[Given data]:
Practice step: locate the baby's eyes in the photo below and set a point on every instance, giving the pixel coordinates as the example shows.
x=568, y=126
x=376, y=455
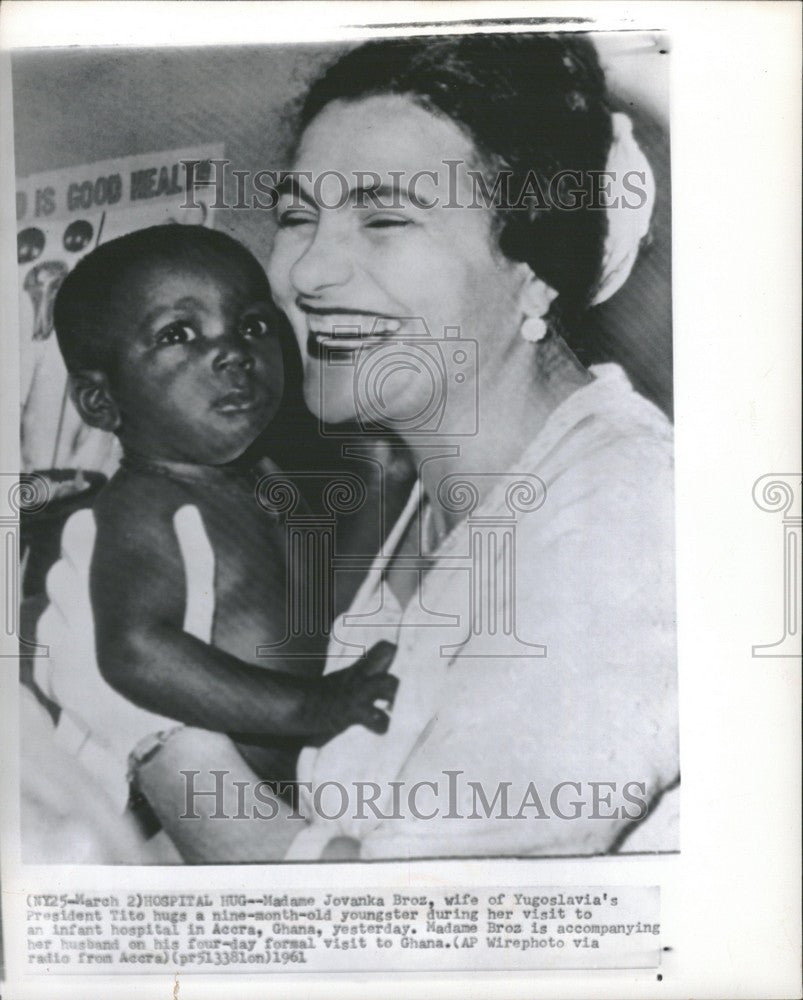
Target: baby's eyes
x=176, y=333
x=254, y=326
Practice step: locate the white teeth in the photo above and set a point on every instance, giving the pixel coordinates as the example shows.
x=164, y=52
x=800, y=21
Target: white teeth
x=350, y=327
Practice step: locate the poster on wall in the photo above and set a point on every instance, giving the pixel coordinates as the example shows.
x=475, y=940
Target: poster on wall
x=61, y=216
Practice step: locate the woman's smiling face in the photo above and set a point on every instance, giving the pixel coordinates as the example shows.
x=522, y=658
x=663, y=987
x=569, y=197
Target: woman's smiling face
x=390, y=267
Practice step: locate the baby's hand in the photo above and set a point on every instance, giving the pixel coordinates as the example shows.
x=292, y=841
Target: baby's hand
x=347, y=697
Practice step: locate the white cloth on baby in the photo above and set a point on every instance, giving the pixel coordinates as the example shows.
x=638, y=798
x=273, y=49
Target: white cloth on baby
x=96, y=724
x=594, y=583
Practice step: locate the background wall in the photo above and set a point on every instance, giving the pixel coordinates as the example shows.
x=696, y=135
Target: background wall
x=73, y=107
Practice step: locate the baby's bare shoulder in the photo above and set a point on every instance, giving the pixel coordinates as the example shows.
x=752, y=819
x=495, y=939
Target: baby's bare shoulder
x=136, y=510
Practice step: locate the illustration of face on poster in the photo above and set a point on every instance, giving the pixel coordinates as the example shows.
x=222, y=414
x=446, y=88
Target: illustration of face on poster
x=61, y=216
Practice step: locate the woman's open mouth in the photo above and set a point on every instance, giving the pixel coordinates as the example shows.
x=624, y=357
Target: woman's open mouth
x=346, y=332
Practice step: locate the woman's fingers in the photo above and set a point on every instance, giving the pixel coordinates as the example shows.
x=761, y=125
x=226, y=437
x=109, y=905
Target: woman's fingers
x=379, y=658
x=376, y=720
x=383, y=688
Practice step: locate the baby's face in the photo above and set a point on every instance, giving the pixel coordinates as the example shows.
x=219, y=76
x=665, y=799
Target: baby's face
x=198, y=372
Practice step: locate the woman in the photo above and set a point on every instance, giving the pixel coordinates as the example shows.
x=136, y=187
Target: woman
x=529, y=582
x=359, y=279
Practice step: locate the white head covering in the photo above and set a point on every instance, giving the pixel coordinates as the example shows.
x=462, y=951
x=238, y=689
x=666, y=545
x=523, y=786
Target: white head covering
x=629, y=208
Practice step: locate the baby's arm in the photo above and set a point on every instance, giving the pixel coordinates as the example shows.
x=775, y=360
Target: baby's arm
x=138, y=599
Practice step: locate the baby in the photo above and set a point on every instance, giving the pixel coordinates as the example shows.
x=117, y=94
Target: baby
x=172, y=343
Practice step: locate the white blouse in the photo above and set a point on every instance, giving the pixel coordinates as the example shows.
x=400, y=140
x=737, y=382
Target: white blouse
x=536, y=658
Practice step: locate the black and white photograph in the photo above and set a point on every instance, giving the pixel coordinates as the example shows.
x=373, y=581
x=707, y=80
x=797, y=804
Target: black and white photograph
x=347, y=425
x=352, y=577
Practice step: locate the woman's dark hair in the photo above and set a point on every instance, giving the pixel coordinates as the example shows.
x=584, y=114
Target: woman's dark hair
x=534, y=105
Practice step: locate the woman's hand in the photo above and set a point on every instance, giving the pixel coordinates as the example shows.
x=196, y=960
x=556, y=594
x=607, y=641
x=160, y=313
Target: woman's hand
x=347, y=697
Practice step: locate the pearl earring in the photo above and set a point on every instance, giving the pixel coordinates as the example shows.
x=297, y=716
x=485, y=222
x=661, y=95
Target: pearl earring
x=534, y=328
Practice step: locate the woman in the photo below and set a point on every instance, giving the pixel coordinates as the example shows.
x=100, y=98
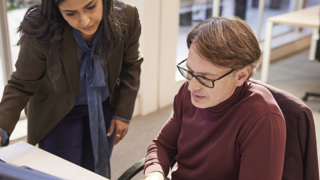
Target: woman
x=77, y=74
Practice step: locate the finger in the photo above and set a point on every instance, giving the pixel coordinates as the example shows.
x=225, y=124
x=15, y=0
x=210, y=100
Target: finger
x=118, y=136
x=124, y=133
x=111, y=128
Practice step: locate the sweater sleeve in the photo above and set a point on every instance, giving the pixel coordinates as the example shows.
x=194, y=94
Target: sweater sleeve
x=163, y=149
x=130, y=70
x=262, y=149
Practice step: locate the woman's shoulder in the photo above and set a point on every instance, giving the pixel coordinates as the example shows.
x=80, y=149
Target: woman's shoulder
x=129, y=11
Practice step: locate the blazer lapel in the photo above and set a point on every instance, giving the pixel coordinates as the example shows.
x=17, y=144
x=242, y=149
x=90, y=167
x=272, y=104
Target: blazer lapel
x=70, y=61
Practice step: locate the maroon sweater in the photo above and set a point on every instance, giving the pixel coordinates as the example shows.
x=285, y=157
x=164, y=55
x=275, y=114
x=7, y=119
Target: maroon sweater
x=241, y=138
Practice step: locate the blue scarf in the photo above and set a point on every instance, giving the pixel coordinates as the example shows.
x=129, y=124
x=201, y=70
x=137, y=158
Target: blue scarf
x=90, y=69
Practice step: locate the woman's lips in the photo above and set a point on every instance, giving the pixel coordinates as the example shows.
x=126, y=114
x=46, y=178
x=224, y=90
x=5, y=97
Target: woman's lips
x=88, y=28
x=197, y=97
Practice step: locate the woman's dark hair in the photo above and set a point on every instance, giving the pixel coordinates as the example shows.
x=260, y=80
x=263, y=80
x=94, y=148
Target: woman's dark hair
x=46, y=24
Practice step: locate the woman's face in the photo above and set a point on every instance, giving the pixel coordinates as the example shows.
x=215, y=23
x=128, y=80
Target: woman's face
x=84, y=15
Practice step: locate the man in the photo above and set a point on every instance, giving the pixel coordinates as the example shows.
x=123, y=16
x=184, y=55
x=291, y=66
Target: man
x=223, y=127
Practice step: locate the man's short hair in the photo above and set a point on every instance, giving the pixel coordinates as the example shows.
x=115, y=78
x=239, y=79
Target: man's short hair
x=226, y=42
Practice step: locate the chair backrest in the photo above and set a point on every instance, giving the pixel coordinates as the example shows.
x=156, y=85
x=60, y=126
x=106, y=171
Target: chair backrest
x=301, y=161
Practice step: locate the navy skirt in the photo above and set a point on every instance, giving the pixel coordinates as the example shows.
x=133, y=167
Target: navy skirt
x=71, y=138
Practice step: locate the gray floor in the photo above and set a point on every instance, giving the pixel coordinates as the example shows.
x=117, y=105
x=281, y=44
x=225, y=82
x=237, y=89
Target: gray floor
x=294, y=74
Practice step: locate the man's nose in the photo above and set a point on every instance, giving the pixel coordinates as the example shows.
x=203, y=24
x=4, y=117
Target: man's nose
x=194, y=85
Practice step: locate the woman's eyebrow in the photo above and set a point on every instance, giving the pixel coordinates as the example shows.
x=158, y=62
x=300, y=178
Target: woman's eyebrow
x=83, y=7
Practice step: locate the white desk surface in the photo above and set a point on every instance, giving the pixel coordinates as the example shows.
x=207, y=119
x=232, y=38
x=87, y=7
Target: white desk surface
x=307, y=17
x=24, y=154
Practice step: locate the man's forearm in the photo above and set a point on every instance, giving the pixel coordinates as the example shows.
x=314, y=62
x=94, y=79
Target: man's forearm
x=154, y=176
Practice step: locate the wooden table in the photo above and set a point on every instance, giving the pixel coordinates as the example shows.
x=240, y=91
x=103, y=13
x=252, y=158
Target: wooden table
x=24, y=154
x=308, y=17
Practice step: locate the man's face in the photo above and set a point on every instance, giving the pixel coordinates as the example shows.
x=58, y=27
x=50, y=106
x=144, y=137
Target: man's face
x=83, y=15
x=202, y=96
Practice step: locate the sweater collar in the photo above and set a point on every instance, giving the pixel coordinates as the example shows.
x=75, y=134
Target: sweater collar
x=233, y=99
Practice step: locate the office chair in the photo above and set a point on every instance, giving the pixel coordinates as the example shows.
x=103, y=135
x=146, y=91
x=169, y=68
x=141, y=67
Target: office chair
x=301, y=160
x=305, y=98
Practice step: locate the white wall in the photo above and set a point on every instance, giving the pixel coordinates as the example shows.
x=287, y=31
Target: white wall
x=160, y=23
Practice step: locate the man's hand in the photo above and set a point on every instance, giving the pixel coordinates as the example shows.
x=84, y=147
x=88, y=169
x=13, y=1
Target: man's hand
x=121, y=130
x=154, y=176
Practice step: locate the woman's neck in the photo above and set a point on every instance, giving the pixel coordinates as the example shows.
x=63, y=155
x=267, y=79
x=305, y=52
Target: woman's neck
x=87, y=37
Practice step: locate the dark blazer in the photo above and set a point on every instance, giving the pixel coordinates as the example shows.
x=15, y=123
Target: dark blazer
x=50, y=98
x=301, y=160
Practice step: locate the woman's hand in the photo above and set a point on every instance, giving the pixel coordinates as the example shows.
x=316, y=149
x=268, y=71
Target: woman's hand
x=121, y=130
x=154, y=176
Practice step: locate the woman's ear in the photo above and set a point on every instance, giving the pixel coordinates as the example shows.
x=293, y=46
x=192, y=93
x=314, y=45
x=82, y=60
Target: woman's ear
x=242, y=75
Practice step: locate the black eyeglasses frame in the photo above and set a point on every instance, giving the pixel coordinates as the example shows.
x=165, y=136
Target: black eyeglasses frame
x=197, y=76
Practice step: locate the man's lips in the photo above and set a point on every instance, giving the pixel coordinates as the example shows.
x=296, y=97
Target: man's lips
x=88, y=28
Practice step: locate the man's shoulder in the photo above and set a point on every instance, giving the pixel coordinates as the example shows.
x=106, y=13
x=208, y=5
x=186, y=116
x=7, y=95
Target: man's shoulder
x=260, y=99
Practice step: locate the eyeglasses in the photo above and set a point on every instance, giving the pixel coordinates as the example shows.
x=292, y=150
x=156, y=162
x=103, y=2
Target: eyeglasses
x=202, y=80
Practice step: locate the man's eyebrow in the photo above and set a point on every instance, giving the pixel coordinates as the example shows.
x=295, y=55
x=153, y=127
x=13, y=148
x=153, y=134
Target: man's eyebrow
x=86, y=6
x=202, y=74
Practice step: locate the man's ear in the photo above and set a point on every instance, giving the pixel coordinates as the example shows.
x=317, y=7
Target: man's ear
x=242, y=75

[Problem details]:
Pick each line holding the word "below" out of the listing.

[Answer section]:
Practice step: locate the baby's eyes in the photo below and set a point on every instance, giving the pixel coordinates as the example shows.
Practice step: locate the woman in the photo below and set a point on every instance, giving the pixel coordinates as the example shows.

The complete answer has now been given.